▸ **EXERCÍCIOS A REALIZAR**
1/ Transcreva do excerto o trecho que começa em "Sim, aquela escada" e termina em "partida... Um sarilho!".
2/ Explique, em uma a três frases e com base no excerto, por que motivo se arma de vez em quando um laçarote encarnado no pescoço do Vodka.

▸ **EXCERTO DO DOCUMENTO**
◆ ◆ ◆ ◆ ◆ ◆ ◆

CASOS DE DIREITO GALÁTICO, de Mário-Henrique Leiria; capa e ilustrações de Cruzeiro Seixas.
 
Apesar de cada vez mais empenado, ainda vais escrevendo e publicando:   Imagem Devolvida, Conto de Natal para Crianças, Casos de Direito Galáctico (de tradutor passas a autor de ficção científica) seguido de O Mundo Inquietante de Josela (fragmentos), Lisboa ao voo do pássaro.
Para te ajudar a ultrapassar as dificuldades financeiras, uma jornalista reúne uns tantos amigos para, em conjunto, te comprarem mantimentos. Quando eles batem à tua porta, atiras as provisões pela escada abaixo e tratas de insultá-los. Não aceitas esmolas, de ninguém!
Sim, aquela escada da mesma e velha vivenda em Carcavelos. Ali moras agora com a tua mãe e uma tia, duas velhotas que já rondam os 90 anos. Também com o Vodka, um cão-linguiça todo preto e encorpado, em cujo pescoço de vez em quando armas um laçarote encarnado, pois os canitos também têm direito à Revolução. Porém o Vodka não está muito interessado em revoluções, prefere abocanhar e fugir com as tuas peúgas. Corres, ou tentas correr atrás dele. Levantas a bengala, erras o alvo e acertas a porrada mas é nos costados da tua tia. Lá vai a velha de charola para o hospital de Cascais. Por cima do cancro que a devora, tem agora uma costela partida... Um sarilho!

◆ ◆ ◆ ◆ ◆ ◆ ◆

▸ **ENTRADAS APRESENTADAS**
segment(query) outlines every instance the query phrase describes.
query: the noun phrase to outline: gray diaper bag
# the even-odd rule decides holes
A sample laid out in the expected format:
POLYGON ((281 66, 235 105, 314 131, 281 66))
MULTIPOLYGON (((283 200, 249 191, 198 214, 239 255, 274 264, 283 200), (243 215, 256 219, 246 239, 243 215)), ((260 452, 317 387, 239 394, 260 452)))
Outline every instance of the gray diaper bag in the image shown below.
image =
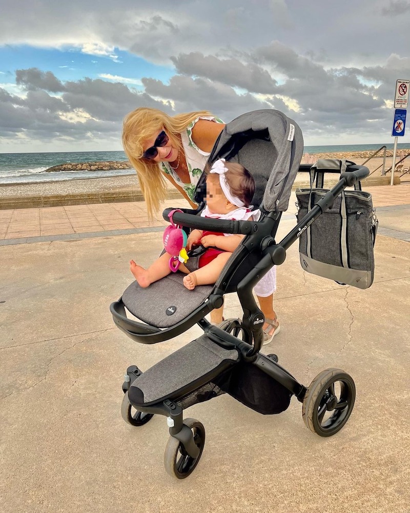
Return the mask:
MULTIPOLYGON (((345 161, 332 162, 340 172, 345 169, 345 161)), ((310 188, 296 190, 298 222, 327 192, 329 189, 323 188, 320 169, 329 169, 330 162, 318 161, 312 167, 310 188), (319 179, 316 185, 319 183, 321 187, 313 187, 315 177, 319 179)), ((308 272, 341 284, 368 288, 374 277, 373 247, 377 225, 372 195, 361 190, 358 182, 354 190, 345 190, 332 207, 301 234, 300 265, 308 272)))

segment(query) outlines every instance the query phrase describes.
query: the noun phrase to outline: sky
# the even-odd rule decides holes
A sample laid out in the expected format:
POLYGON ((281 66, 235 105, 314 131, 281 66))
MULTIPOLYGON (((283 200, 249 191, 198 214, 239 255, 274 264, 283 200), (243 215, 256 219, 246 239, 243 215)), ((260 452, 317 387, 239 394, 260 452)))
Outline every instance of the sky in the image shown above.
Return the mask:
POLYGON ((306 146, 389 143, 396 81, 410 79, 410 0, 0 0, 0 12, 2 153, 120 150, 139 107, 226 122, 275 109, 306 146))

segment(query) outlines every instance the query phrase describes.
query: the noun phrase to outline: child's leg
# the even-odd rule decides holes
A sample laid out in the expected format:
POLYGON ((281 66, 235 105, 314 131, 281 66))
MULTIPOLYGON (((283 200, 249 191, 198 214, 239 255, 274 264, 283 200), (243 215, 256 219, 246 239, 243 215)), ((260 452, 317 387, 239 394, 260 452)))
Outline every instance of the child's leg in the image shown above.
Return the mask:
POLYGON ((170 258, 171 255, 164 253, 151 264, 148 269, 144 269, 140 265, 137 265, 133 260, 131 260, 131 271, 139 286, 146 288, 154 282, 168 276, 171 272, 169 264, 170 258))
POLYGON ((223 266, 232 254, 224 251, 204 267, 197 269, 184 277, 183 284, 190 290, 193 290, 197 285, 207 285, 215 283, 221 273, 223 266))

◆ ◆ ◆ ◆ ◆ ◆ ◆

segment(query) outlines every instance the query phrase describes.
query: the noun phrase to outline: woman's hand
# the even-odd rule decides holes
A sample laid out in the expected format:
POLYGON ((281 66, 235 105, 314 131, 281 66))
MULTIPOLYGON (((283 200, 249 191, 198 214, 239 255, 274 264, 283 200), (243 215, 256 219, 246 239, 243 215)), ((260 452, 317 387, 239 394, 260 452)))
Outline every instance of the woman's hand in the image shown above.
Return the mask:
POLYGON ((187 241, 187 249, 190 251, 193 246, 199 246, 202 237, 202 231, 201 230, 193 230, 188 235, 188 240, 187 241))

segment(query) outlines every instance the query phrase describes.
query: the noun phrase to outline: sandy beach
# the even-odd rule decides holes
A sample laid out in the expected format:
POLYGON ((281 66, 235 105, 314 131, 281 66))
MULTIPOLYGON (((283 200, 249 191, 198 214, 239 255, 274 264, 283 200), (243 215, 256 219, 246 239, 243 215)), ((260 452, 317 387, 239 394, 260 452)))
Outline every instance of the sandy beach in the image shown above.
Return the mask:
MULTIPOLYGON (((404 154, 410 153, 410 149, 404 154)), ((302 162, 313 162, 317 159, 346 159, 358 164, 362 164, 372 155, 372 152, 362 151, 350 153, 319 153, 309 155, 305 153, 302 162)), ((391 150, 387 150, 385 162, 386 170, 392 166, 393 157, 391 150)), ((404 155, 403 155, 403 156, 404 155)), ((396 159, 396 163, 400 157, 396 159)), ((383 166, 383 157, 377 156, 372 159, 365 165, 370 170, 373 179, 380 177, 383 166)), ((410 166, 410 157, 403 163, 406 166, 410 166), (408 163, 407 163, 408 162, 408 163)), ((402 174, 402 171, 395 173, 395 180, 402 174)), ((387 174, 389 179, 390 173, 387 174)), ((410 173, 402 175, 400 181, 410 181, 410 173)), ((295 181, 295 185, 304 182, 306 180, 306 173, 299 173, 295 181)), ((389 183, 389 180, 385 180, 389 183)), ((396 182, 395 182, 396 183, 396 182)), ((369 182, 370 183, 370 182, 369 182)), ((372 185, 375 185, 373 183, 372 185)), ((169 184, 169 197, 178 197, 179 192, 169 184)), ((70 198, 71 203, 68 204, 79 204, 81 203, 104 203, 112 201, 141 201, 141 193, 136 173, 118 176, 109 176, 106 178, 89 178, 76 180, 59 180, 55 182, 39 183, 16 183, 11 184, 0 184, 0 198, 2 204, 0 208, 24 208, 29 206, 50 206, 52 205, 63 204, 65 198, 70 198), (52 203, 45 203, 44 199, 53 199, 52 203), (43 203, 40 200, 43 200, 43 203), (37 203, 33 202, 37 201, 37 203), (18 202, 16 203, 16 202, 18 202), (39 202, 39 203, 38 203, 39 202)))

◆ ◆ ◆ ◆ ◆ ◆ ◆

▸ **RESPOSTAS POR TAREFA**
1/
Sim, aquela escada da mesma e velha vivenda em Carcavelos. Ali moras agora com a tua mãe e uma tia, duas velhotas que já rondam os 90 anos. Também com o Vodka, um cão-linguiça todo preto e encorpado, em cujo pescoço de vez em quando armas um laçarote encarnado, pois os canitos também têm direito à Revolução. Porém o Vodka não está muito interessado em revoluções, prefere abocanhar e fugir com as tuas peúgas. Corres, ou tentas correr atrás dele. Levantas a bengala, erras o alvo e acertas a porrada mas é nos costados da tua tia. Lá vai a velha de charola para o hospital de Cascais. Por cima do cancro que a devora, tem agora uma costela partida... Um sarilho!

2/ O laçarote encarnado é posto no pescoço do Vodka porque os canitos também têm direito à Revolução.